# WORK ITEM:
This task calls for copying every line in the data below that contains the word "with".
--------------------
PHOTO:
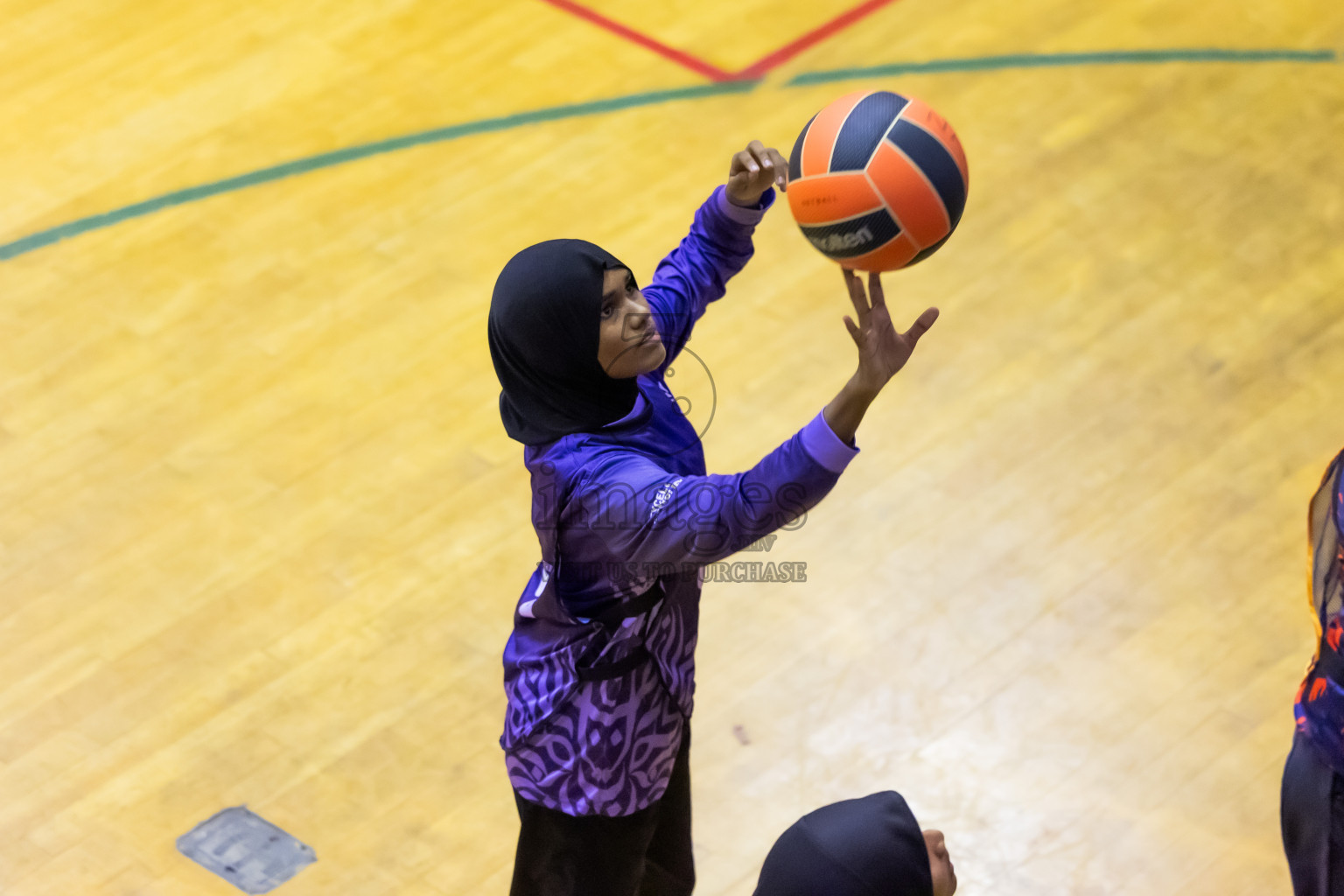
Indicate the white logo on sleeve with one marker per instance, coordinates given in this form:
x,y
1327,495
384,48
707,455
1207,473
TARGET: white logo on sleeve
x,y
662,499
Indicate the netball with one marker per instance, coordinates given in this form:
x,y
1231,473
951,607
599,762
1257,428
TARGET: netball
x,y
877,180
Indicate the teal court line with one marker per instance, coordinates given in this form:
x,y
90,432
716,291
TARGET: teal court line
x,y
616,103
1057,60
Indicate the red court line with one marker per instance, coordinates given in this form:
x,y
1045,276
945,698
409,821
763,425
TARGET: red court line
x,y
809,39
699,66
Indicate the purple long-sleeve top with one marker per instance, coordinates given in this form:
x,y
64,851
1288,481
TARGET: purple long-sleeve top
x,y
599,669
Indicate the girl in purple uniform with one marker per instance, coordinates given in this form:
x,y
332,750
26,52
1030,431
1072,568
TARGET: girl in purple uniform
x,y
599,668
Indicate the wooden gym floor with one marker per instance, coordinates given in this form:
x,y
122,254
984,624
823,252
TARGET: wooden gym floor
x,y
261,531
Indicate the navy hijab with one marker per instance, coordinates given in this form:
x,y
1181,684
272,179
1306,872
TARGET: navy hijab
x,y
543,329
870,846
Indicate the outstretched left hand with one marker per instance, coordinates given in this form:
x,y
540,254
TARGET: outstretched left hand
x,y
754,171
--------------------
# TASK RESPONSE:
Indicate the white logo on sleeve with one marker per instance, coordinates given in this form:
Indicate the netball with one marker per instance, coordinates given in this form:
Indicate the teal court line with one marker per instance, coordinates given in this form:
Indicate the red court line with one marker per instance, coordinates given in this form:
Indicate the purple long-sleeve top with one marker per instance, coordinates given in this form:
Indicate the girl in purple uniform with one marker per instance, coordinates given in this form:
Indicate the wooden gym floor with one marker per instance, coordinates given in this form:
Indicate the navy hijab with one marker per instance, coordinates given in this form:
Indicate the outstretched left hand with one marker per instance, coordinates given in this form:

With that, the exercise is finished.